→ Entries shown:
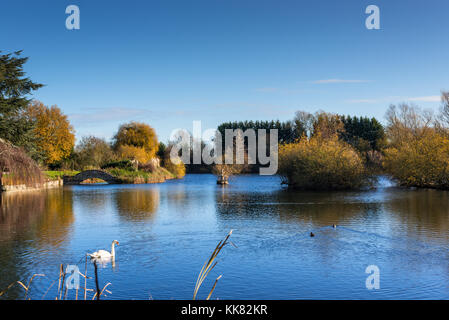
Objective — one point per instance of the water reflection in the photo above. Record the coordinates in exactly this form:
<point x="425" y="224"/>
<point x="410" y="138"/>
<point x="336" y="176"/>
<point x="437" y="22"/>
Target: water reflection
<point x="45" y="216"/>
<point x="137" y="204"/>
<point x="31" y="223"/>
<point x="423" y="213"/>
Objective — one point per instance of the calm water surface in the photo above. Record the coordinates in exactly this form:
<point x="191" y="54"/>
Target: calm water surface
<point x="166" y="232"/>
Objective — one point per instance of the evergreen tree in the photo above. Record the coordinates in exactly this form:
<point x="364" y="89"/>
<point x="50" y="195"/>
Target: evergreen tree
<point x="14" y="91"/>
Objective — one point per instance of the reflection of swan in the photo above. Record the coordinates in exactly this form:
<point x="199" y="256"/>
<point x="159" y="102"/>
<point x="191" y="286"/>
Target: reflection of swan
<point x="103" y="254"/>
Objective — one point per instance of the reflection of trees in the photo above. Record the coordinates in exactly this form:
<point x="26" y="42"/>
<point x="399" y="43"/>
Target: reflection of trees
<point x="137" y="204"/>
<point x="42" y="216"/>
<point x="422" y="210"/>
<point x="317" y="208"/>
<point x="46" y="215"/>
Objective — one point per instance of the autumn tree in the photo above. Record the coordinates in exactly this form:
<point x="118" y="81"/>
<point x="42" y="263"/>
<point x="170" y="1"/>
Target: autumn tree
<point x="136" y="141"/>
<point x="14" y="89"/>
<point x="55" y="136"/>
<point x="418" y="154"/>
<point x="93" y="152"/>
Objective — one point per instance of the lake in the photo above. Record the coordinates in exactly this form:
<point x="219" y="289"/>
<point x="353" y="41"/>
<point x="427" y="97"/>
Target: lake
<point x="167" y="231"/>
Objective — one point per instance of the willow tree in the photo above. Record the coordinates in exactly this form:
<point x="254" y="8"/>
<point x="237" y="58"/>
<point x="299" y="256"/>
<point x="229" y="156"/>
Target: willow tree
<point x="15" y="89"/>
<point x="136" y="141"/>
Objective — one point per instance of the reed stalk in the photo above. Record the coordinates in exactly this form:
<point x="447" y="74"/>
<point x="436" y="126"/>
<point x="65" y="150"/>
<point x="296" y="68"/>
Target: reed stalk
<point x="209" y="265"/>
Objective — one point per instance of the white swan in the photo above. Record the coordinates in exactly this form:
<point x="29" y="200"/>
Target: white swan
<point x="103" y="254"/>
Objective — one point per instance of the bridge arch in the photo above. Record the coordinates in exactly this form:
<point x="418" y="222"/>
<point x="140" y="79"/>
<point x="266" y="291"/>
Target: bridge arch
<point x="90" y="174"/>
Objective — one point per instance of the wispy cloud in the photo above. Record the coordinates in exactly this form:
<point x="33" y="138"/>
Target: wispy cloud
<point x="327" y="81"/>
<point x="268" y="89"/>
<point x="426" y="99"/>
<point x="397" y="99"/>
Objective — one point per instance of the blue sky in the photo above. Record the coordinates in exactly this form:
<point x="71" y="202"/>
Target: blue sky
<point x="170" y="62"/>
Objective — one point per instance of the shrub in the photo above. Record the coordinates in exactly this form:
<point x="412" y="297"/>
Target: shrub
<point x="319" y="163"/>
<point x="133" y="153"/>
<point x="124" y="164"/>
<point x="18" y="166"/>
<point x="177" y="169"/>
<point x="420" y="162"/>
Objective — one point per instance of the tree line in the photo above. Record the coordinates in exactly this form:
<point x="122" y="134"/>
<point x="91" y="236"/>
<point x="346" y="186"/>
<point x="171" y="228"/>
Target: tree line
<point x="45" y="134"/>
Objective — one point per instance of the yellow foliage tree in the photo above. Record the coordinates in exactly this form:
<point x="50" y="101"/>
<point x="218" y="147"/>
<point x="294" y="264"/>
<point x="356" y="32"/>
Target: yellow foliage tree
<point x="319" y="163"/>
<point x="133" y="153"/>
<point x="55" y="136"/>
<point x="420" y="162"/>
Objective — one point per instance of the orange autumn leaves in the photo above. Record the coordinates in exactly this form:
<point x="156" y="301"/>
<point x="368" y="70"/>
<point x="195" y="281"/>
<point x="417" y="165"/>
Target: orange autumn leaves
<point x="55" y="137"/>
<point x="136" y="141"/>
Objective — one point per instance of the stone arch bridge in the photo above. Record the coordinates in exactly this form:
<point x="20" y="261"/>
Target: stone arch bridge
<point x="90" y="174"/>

→ Written task:
Repeat everything in the records precisely. Images are excluded from the copy.

→ Response to this task:
Objective — one point per instance of the water reflection in the photo above. Record the coordinates in exactly this form:
<point x="425" y="224"/>
<point x="410" y="138"/>
<point x="336" y="176"/>
<point x="437" y="22"/>
Target: water reflection
<point x="45" y="216"/>
<point x="137" y="204"/>
<point x="31" y="223"/>
<point x="423" y="213"/>
Objective — one point per instance of the calm water surface in the photo above. Record the coordinates in exactly this form:
<point x="191" y="54"/>
Target: calm water surface
<point x="166" y="232"/>
Objective — one point per instance of the evergreen tree in the photo above. Record the coordinates in exactly this form:
<point x="364" y="89"/>
<point x="50" y="195"/>
Target: evergreen tree
<point x="14" y="91"/>
Objective — one point per instance of the reflection of swan in the photo above. Record the coordinates in exactly this form:
<point x="199" y="256"/>
<point x="159" y="102"/>
<point x="191" y="286"/>
Target: reflection of swan
<point x="103" y="254"/>
Objective — one point per instance of the reflection of trees in the photo above. Record the coordinates in exactly this form:
<point x="26" y="42"/>
<point x="399" y="43"/>
Target: reflection of trees
<point x="137" y="204"/>
<point x="42" y="216"/>
<point x="422" y="210"/>
<point x="317" y="208"/>
<point x="46" y="215"/>
Objective — one point per instance of the autumn tree in the photo above. Record the coordinates in exactly this form:
<point x="118" y="81"/>
<point x="42" y="263"/>
<point x="170" y="1"/>
Target: autumn tree
<point x="136" y="141"/>
<point x="14" y="89"/>
<point x="55" y="136"/>
<point x="418" y="154"/>
<point x="93" y="152"/>
Objective — one point per instance of the lake in the photo above. Record the coordinates in exactly this form:
<point x="219" y="289"/>
<point x="353" y="41"/>
<point x="427" y="97"/>
Target: lake
<point x="167" y="231"/>
Objective — one point per instance of the willow tree in the photo above. Record the coordinates in exactly this form:
<point x="254" y="8"/>
<point x="237" y="58"/>
<point x="299" y="256"/>
<point x="229" y="156"/>
Target: willow tree
<point x="15" y="89"/>
<point x="136" y="141"/>
Objective — one point per instance of the reed stalk in the photo above. Record the coordinates in exactly this form:
<point x="447" y="74"/>
<point x="436" y="126"/>
<point x="65" y="150"/>
<point x="296" y="68"/>
Target: reed stalk
<point x="209" y="265"/>
Objective — one point per instance of the white swan in the photo above. Record the coordinates in exactly this form:
<point x="29" y="200"/>
Target: white swan
<point x="103" y="254"/>
Objective — one point per instance of the bridge arch in the photo above. Record the coordinates in exactly this form:
<point x="418" y="222"/>
<point x="140" y="79"/>
<point x="266" y="291"/>
Target: bridge arch
<point x="90" y="174"/>
Objective — one point per instance of the wispy cloud in the photo above. Record the coordinates in exactly this form:
<point x="33" y="138"/>
Target: wispy cloud
<point x="327" y="81"/>
<point x="268" y="89"/>
<point x="426" y="99"/>
<point x="397" y="99"/>
Objective — one point per instance of the blue sky in the photo above. Record the coordinates in exactly this form:
<point x="71" y="202"/>
Target: blue sky
<point x="170" y="62"/>
Objective — one point per instance of the shrub in the photo above. Record the coordinates in exactly this form:
<point x="412" y="297"/>
Target: shrub
<point x="319" y="163"/>
<point x="133" y="153"/>
<point x="124" y="164"/>
<point x="18" y="166"/>
<point x="177" y="169"/>
<point x="420" y="162"/>
Objective — one point per instance of the tree line in the photo above. Record the coordinates in exactly this form:
<point x="122" y="134"/>
<point x="91" y="236"/>
<point x="346" y="186"/>
<point x="171" y="228"/>
Target: tree line
<point x="45" y="134"/>
Objective — one point per instance of the yellow foliage tree in the photo above. Record the coordinates in exactly this form:
<point x="50" y="101"/>
<point x="218" y="147"/>
<point x="294" y="264"/>
<point x="356" y="32"/>
Target: yellow foliage tree
<point x="319" y="163"/>
<point x="133" y="153"/>
<point x="55" y="136"/>
<point x="420" y="162"/>
Objective — one point per instance of the orange autumn leaves in the photo above. Record the coordinates in exactly this form:
<point x="156" y="301"/>
<point x="368" y="70"/>
<point x="195" y="281"/>
<point x="417" y="165"/>
Target: orange autumn leaves
<point x="55" y="137"/>
<point x="136" y="141"/>
Objective — one point per instance of the stone arch bridge in the photo above. Record the coordinates in exactly this form:
<point x="20" y="261"/>
Target: stone arch bridge
<point x="90" y="174"/>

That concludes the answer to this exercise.